Location identification entries:
[START]

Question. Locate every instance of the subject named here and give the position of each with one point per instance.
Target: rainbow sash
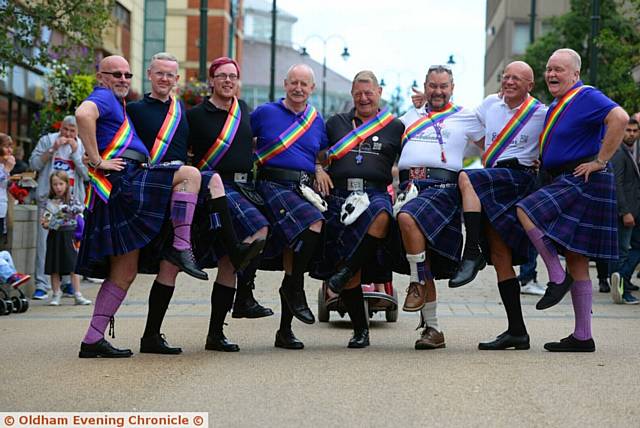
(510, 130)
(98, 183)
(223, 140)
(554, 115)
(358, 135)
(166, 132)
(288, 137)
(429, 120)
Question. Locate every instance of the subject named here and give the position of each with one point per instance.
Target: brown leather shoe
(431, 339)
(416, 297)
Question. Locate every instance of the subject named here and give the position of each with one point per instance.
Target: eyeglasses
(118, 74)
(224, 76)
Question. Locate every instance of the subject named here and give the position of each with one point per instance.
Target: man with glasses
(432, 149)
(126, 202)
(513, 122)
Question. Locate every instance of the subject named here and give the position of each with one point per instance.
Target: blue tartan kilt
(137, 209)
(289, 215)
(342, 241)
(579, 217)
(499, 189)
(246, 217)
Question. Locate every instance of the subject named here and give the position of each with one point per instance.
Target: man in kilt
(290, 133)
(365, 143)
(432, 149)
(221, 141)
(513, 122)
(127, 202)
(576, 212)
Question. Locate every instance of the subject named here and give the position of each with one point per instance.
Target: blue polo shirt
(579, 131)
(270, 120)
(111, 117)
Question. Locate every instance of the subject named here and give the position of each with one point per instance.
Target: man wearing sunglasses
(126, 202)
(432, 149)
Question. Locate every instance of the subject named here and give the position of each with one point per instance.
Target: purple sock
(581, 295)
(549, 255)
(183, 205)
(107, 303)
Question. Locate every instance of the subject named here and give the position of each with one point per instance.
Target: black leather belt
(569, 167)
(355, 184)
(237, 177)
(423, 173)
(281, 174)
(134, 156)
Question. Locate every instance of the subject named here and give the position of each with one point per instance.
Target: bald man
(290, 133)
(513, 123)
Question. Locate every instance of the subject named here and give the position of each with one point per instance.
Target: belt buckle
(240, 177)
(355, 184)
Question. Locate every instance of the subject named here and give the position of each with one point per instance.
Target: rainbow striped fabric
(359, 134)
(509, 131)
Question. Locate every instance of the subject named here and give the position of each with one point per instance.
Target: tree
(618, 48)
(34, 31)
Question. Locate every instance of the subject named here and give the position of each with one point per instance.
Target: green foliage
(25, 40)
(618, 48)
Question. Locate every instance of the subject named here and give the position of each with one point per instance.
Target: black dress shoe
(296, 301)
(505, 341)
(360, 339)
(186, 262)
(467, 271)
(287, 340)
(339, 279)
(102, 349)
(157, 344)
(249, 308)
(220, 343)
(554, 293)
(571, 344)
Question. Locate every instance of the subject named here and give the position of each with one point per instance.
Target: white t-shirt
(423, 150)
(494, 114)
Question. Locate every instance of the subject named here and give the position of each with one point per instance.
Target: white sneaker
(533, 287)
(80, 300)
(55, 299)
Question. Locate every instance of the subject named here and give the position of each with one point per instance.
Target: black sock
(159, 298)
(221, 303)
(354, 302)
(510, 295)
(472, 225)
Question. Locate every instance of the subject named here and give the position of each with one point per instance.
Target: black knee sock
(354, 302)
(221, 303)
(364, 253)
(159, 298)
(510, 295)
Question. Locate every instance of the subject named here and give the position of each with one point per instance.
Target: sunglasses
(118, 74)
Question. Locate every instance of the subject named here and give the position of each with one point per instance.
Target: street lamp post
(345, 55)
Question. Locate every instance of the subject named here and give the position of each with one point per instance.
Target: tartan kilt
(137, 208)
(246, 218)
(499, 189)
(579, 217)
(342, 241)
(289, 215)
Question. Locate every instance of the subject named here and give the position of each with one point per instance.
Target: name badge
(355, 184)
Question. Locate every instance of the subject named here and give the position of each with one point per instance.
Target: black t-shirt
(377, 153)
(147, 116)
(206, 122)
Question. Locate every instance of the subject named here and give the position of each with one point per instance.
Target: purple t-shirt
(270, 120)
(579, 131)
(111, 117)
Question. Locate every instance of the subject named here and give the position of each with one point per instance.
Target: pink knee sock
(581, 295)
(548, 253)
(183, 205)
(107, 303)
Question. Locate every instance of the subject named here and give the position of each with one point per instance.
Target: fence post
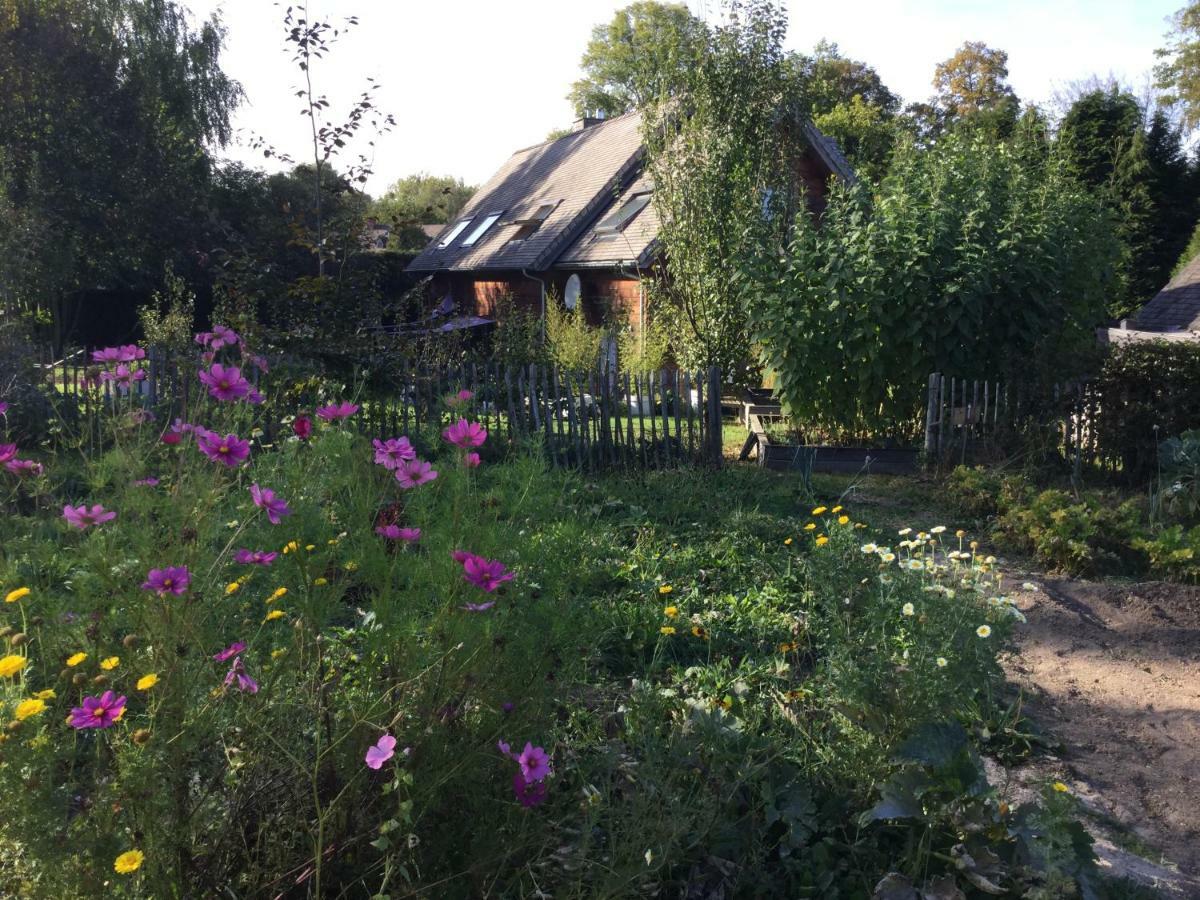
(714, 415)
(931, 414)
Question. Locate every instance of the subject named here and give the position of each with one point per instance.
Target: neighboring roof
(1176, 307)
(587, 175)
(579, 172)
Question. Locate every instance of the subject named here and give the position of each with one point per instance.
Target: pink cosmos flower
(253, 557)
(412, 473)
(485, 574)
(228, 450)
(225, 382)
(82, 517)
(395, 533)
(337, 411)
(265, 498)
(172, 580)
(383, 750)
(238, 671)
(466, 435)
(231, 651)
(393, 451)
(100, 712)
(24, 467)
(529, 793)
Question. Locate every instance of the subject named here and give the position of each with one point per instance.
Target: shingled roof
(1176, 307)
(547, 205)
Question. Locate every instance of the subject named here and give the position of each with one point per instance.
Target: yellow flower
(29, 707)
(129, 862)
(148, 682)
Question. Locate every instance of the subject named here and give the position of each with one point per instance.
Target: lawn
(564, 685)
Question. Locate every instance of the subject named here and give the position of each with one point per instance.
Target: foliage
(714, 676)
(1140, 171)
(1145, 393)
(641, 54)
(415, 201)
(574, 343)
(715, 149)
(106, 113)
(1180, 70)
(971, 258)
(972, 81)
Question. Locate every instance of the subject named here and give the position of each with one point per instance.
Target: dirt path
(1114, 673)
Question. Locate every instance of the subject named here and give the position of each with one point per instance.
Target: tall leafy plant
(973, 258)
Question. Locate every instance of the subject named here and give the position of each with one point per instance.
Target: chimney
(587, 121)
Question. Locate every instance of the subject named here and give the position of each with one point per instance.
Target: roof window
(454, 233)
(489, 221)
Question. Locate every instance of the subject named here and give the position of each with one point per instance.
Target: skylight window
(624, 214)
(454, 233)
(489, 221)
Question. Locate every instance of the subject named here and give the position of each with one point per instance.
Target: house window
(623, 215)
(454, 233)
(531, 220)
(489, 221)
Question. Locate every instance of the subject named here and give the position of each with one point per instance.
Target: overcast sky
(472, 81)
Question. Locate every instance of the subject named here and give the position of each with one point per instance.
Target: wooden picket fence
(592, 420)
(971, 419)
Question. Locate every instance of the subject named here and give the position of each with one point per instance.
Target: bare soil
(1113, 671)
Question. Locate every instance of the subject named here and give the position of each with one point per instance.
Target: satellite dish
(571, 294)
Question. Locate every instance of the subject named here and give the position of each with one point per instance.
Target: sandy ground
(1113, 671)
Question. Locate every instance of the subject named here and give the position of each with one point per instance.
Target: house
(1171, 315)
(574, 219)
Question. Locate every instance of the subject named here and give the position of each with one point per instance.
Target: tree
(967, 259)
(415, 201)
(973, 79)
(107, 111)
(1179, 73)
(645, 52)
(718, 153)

[END]
[START]

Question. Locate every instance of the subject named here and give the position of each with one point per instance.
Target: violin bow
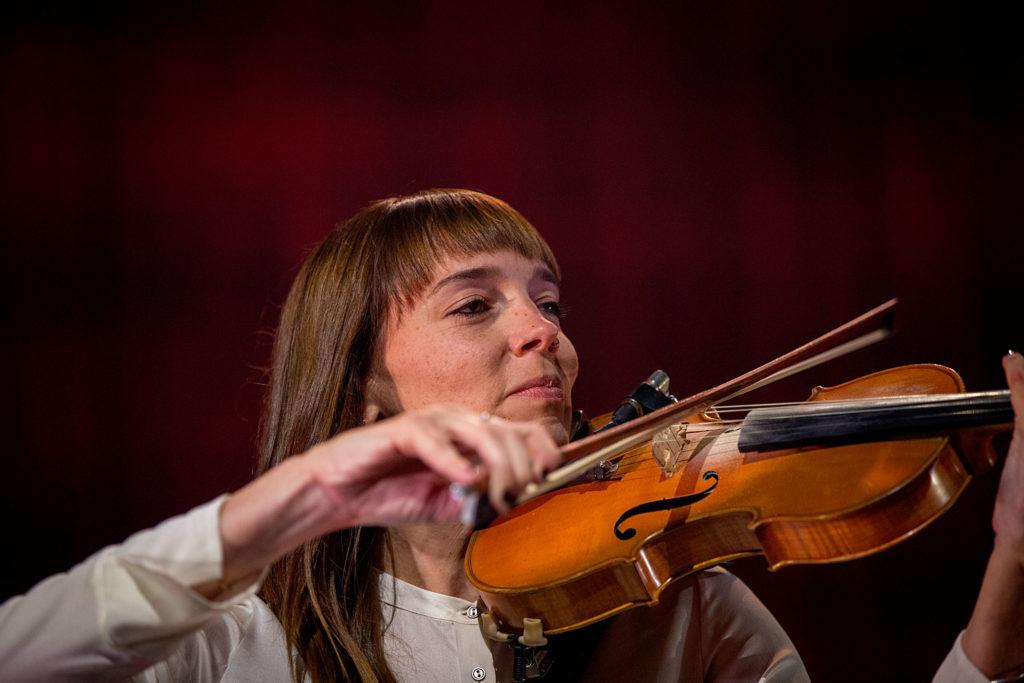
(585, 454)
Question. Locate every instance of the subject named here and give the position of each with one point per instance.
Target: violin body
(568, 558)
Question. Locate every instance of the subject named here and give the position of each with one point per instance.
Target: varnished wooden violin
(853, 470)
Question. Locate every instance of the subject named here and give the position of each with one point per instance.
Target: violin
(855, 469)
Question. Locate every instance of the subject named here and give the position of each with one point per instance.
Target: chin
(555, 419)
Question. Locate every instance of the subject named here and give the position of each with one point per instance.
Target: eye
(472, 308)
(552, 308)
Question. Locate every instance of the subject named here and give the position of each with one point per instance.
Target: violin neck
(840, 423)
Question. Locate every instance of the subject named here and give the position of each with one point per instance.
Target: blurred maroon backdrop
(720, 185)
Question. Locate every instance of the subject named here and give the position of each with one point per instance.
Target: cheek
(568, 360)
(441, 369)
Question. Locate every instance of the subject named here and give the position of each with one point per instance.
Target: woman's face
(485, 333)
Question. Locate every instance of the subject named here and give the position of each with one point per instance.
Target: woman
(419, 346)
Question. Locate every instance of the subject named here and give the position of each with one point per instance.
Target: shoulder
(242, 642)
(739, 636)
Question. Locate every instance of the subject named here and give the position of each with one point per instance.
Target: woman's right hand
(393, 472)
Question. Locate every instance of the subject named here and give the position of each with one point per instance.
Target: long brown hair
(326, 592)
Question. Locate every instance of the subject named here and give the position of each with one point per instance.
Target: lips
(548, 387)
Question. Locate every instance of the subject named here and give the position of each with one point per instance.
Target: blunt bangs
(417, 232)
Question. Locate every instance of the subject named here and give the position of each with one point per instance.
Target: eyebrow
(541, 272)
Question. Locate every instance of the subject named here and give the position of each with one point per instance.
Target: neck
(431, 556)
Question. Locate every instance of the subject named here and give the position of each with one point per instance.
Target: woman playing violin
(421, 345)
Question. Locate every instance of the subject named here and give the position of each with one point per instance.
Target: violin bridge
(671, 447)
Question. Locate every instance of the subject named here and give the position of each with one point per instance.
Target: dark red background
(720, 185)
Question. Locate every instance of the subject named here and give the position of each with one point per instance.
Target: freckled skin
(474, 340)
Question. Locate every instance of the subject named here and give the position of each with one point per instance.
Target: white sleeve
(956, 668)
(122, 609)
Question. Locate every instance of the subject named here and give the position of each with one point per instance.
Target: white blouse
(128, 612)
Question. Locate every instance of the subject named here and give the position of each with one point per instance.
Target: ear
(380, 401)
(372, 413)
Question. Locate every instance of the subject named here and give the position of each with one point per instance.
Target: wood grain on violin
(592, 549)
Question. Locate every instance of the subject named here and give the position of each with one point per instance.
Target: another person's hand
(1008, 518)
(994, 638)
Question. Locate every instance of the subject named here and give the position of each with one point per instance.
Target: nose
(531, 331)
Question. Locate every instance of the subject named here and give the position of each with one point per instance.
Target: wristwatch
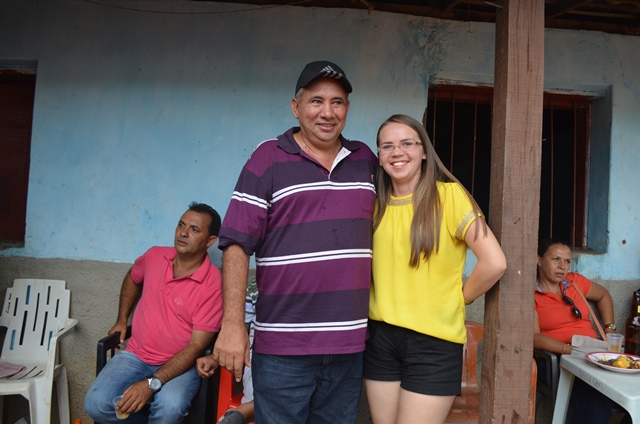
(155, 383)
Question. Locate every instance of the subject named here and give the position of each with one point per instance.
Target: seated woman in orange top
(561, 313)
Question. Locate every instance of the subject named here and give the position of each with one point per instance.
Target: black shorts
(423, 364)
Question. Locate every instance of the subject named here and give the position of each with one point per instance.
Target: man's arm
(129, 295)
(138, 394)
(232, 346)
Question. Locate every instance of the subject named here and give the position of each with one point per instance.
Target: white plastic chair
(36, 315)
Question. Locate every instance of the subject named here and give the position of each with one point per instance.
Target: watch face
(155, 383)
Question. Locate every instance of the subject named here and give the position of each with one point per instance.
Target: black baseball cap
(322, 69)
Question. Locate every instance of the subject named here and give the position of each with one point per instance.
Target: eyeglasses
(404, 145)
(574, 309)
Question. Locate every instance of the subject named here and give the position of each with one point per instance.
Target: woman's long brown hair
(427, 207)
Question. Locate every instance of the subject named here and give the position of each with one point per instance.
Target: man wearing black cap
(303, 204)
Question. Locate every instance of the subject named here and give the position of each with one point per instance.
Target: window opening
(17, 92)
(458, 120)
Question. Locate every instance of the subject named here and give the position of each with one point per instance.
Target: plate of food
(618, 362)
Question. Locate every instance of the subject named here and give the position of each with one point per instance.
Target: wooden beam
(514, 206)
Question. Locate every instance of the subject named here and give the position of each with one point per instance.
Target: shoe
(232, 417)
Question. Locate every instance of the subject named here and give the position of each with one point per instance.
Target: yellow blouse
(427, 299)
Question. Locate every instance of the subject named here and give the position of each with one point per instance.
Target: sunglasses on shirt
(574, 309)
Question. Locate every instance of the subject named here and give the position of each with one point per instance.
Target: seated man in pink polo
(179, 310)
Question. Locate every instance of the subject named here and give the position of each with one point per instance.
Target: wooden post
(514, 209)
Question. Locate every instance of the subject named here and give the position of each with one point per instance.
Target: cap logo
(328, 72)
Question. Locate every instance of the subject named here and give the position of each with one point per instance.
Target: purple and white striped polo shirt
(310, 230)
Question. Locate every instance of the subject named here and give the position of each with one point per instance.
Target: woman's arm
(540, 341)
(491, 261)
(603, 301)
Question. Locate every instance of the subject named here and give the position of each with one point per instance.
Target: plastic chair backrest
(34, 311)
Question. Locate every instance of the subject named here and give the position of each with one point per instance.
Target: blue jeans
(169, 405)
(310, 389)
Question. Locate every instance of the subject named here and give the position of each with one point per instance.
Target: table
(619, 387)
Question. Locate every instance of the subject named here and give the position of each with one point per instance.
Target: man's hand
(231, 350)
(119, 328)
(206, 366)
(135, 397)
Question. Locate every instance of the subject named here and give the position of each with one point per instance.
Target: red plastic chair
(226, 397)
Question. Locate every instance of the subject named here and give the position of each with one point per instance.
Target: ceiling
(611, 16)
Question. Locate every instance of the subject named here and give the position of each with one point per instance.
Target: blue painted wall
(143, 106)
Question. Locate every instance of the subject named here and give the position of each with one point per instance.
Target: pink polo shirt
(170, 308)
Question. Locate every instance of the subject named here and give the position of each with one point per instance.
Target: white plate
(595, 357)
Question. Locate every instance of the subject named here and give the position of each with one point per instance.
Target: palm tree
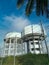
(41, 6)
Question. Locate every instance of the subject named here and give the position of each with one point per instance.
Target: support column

[END]

Report each line of the entries above that contains the string "fence", copying every such line in full, and treat uppercase and lowercase as different.

Target: fence post
Target: wooden picket fence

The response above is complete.